What is being asked: Copy every line of the data below without changing a single character.

Data shown:

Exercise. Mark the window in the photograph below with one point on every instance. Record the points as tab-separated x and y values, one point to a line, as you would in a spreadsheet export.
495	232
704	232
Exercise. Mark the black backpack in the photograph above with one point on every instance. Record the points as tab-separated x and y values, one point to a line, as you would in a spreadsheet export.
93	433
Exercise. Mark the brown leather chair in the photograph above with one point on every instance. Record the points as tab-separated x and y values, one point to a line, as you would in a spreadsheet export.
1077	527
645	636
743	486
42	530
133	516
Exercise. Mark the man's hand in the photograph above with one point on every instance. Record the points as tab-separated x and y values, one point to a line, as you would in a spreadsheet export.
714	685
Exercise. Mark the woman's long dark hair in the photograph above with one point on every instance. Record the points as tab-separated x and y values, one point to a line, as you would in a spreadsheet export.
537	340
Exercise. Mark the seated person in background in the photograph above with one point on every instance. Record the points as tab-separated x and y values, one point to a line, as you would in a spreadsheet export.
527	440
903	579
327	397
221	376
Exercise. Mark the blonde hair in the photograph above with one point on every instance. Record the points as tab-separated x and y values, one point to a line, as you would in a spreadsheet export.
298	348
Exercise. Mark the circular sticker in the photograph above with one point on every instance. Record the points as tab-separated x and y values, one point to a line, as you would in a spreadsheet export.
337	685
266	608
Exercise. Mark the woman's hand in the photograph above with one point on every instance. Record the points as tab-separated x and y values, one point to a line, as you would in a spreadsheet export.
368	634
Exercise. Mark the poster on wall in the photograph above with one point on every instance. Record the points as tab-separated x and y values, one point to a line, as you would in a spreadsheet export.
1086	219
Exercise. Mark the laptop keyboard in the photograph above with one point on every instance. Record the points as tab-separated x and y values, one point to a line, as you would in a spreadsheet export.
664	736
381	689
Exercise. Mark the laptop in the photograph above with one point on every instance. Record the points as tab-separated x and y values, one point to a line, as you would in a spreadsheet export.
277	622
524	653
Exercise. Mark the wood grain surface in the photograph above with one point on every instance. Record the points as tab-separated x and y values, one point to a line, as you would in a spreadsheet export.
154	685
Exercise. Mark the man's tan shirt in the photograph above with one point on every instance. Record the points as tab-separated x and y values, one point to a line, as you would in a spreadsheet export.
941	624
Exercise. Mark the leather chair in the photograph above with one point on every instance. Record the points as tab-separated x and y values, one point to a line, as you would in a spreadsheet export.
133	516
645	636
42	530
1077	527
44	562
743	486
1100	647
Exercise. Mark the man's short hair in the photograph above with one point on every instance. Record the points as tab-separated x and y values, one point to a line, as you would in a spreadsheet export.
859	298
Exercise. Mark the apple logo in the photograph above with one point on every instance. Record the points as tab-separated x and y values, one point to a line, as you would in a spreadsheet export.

Solution for this problem:
Exercise. Mark the window in the photograph below with one point on every instance. Record the points as tab-separated x and y values, one point to a line, as you would in a spreadsheet export.
495	232
704	232
Exercise. Mark the black backpack in the photograph above with one point on every instance. Record the points as tab-separated x and y values, one point to a line, as you would in a spreadsheet export.
93	433
Exercise. Mark the brown leather chair in the photograph above with one point on every instance. Record the points as tab-separated x and y values, one point to a line, as you would in a spreadsheet export.
1077	527
645	636
743	486
42	530
133	516
Exercise. Mark the man's hand in the photograph above with one point on every instance. Record the points as tab-separated x and y values, one point to a line, as you would in a spreadsheet export.
714	685
Exercise. Mark the woman's long dark hair in the photograph above with one point on every instance. Record the points as tab-separated x and y values, one point to a line, as you would in a spreadsheet export.
537	340
Exercise. Mark the seated person in background in the photograph above with one point on every instance. Record the points as tab-separated x and y values, one point to a line, as you would in a spreadsheet export.
527	440
903	579
327	397
221	376
Exercise. Mark the blonde hair in the photograph above with one point on every instance. Record the points as tab-separated x and y values, one point to a line, as you would in a spreadsheet export.
298	348
Exercise. Mark the circular sticker in the photograph above with one point on every instance. Record the points as tab-separated x and y values, one point to a line, as you would in a spreadsheet export.
337	685
266	608
Exercise. Mark the woman's hand in the photograph above with one point on every instance. Record the points as tab-separated x and y values, one point to a line, as you would in a spreadsheet export.
368	634
Exercise. Mark the poster on wall in the photograph above with one point on every instance. Record the points as tab-separated x and y values, one point to a line, as you would in a spreadsheet export.
1086	219
Exercise. Mark the laptop keyboard in the photograph above with one point on every instance. Record the points as tab-separated x and y values, one point to a line, as you would in a spreadsheet export.
664	736
381	689
Exercise. Mark the laptop in the photograph above with one point on every instance. Record the points as tab-separated x and y values, one point to a line, as you would in a spreadsheet export.
277	622
524	653
Exercise. Mark the wood grain surface in the photograph above with one point on every instance. Record the points as tab-separated x and y values, one point to a line, as you would in a spreadsheet export.
154	685
Exercise. Mark the man's tan shirt in the photograph above with one point on every instance. Record the points as tab-separated x and y values, one point to a line, as you would in a spreadsheet export.
941	624
Exercise. Mark the leather chair in the photograph above with one point on every instance. Record the points as tab-separated x and y values, one point to a line, as you would in a spreadsheet export.
133	516
645	636
42	530
1077	527
44	562
743	486
1100	647
Exercise. Mark the man's short hair in the photograph above with one point on every instance. Record the points as tab-separated x and y values, one point to a line, as you would in a spreadsheet export.
859	298
Exercise. Mark the apple logo in the photograph above with one point on every instance. Record the points as tab-separated x and y values, one point to a line, as you would in a spreadsheet export.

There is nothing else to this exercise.